In the records below, begin at the line that has "# drop a dot on each instance of the fuzzy" and stop after the line that has "# drop a dot on each instance of the round"; quote those lines verbatim and nothing more.

Saved entries:
--- --- ---

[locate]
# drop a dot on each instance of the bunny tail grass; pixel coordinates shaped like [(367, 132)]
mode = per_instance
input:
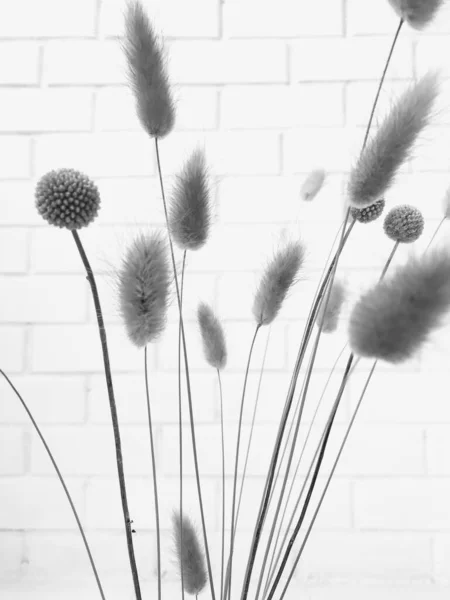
[(328, 315), (417, 13), (213, 337), (278, 278), (143, 286), (189, 554), (392, 320), (190, 210), (391, 145), (147, 73)]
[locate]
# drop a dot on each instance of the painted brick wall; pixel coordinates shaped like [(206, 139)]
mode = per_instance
[(270, 89)]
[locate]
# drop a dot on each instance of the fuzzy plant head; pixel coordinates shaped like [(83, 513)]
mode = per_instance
[(67, 198), (369, 213), (312, 185), (147, 73), (276, 282), (417, 13), (404, 224), (213, 337), (190, 208), (393, 319), (189, 555), (144, 287), (376, 169)]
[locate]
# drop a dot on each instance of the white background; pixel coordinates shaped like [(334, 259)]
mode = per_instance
[(270, 89)]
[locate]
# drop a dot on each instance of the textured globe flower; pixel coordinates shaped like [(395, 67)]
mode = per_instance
[(404, 224), (369, 213), (67, 198)]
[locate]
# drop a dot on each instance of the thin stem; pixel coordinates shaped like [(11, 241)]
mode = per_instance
[(180, 420), (233, 509), (327, 485), (155, 484), (223, 485), (188, 380), (60, 477), (383, 77), (113, 409), (313, 480)]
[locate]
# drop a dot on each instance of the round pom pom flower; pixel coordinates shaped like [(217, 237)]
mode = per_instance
[(404, 224), (67, 198), (369, 213)]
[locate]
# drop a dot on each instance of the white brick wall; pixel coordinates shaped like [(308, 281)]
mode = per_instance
[(270, 89)]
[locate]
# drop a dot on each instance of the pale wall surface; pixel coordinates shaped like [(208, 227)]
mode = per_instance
[(270, 89)]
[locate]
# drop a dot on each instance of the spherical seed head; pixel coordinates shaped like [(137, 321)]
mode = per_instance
[(67, 198), (404, 224), (369, 213)]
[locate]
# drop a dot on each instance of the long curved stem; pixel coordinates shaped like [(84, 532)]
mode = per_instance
[(61, 479), (155, 483), (188, 379), (113, 409)]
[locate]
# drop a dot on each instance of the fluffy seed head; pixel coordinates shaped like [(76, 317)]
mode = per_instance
[(417, 13), (404, 224), (143, 287), (213, 337), (189, 554), (391, 145), (147, 73), (312, 185), (67, 198), (329, 318), (394, 318), (369, 213), (190, 210), (278, 278)]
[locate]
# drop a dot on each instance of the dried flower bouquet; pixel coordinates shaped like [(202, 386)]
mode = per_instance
[(390, 322)]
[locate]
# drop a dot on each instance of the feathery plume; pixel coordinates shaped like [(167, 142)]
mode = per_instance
[(312, 185), (417, 13), (404, 224), (395, 317), (189, 554), (213, 337), (143, 286), (147, 73), (190, 209), (391, 145), (369, 213), (67, 198), (279, 276), (329, 318)]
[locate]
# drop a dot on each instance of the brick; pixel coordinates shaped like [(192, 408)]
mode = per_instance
[(14, 157), (263, 107), (100, 155), (50, 399), (24, 68), (195, 109), (37, 503), (82, 350), (61, 299), (84, 62), (12, 455), (402, 504), (14, 250), (175, 19), (281, 19), (130, 397), (348, 59), (45, 110), (49, 19), (12, 348), (228, 62)]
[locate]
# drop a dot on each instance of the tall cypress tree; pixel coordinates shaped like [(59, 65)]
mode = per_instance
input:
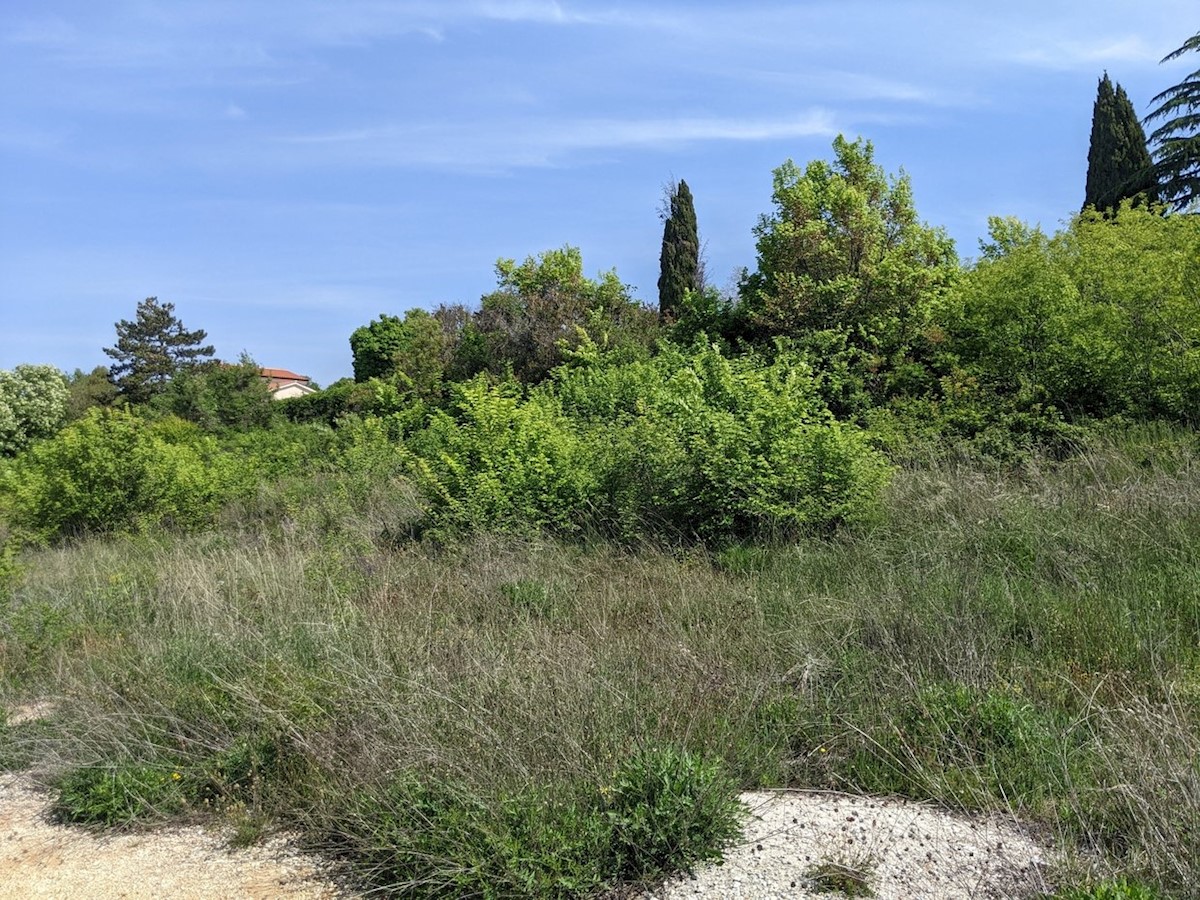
[(679, 262), (1119, 163)]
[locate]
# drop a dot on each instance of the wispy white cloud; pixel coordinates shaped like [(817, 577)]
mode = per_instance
[(531, 144), (1067, 54)]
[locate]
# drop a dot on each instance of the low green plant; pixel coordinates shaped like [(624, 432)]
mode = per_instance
[(669, 810), (1116, 889), (852, 880), (119, 795)]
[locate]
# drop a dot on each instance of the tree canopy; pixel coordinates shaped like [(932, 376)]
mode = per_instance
[(844, 251), (1177, 139), (151, 349)]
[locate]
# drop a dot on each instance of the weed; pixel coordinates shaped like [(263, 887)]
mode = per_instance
[(852, 880)]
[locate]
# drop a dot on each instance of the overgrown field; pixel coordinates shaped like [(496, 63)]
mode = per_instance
[(529, 717)]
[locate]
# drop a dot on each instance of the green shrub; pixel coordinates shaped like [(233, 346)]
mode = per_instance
[(112, 471), (694, 443), (119, 795), (667, 811), (502, 462)]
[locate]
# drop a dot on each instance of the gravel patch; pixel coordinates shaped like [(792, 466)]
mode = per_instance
[(40, 859), (903, 850)]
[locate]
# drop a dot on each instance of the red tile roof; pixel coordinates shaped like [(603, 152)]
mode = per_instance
[(282, 375)]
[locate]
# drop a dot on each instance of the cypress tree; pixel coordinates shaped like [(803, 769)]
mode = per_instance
[(1119, 163), (679, 262)]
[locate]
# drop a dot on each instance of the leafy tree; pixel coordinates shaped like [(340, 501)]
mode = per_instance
[(33, 405), (231, 396), (409, 349), (846, 268), (1096, 321), (88, 390), (1177, 139), (1119, 163), (151, 349), (679, 259), (546, 305)]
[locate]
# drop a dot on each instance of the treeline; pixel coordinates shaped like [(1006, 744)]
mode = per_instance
[(562, 402)]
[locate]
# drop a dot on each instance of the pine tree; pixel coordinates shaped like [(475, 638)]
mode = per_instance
[(151, 349), (1177, 141), (1119, 163), (679, 261)]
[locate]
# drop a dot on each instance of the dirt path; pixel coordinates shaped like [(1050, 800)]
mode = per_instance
[(39, 859)]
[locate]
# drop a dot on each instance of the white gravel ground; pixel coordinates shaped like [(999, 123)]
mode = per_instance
[(39, 859), (907, 851)]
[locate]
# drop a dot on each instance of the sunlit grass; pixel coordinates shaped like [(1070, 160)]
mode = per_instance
[(1025, 640)]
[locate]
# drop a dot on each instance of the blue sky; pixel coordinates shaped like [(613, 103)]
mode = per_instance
[(286, 171)]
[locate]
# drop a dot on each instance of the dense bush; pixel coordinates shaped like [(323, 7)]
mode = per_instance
[(499, 461), (687, 444), (33, 405), (696, 443), (1097, 321), (113, 471)]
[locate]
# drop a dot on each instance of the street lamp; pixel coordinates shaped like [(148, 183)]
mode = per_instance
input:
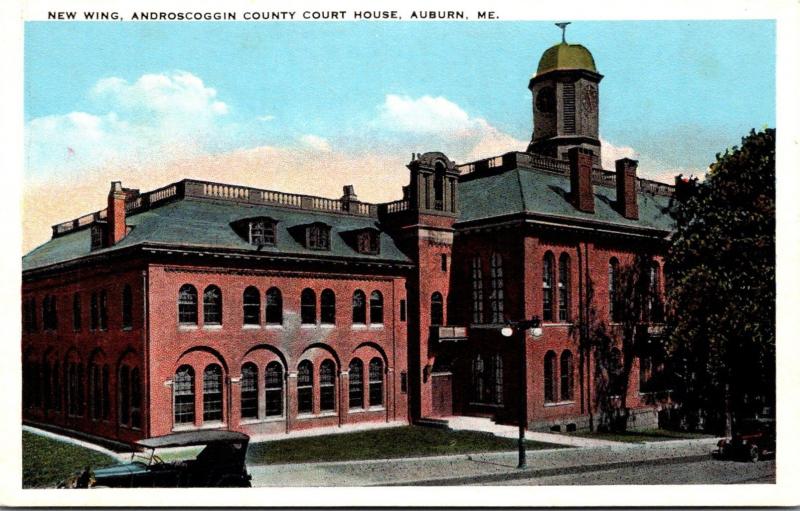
[(535, 326)]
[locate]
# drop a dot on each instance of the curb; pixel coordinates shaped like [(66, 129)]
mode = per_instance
[(531, 473)]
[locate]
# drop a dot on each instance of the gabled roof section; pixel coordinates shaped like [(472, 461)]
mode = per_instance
[(518, 183), (200, 220)]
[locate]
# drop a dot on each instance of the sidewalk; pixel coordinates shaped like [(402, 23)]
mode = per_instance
[(478, 468)]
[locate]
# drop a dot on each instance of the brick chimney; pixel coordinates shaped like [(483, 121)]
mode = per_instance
[(117, 229), (349, 197), (626, 188), (580, 179)]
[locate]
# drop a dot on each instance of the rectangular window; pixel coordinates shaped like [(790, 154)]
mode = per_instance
[(497, 298), (76, 311), (103, 317), (318, 237), (477, 291)]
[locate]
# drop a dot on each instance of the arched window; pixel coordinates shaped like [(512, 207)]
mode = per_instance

--- --- ---

Solution to the exercise:
# drop a dot on each instance of the fuzzy plant head; pixel coordinates shaped like [(83, 513)]
mode = per_instance
[(67, 198), (369, 213), (312, 185), (147, 73), (276, 282), (417, 13), (404, 224), (213, 337), (190, 208), (393, 319), (189, 555), (144, 287), (376, 169)]
[locate]
# drop a dot on each instance of the white background; pixel coordinates shaped like [(334, 259)]
mode = per_instance
[(270, 89)]
[locate]
# drop a dot on each instance of the textured globe flower; pixel coordinates shaped like [(395, 67)]
mode = per_instance
[(404, 224), (369, 213), (67, 198)]
[locate]
# drop a dot on each instance of the thin stem; pixel coordinates shaped like [(11, 241)]
mode = per_instance
[(180, 420), (233, 509), (327, 485), (155, 484), (223, 485), (188, 380), (60, 477), (383, 77), (113, 409), (313, 480)]
[locate]
# drop a dot on each instance of the round pom pom flower; pixel coordinates shaped like [(217, 237)]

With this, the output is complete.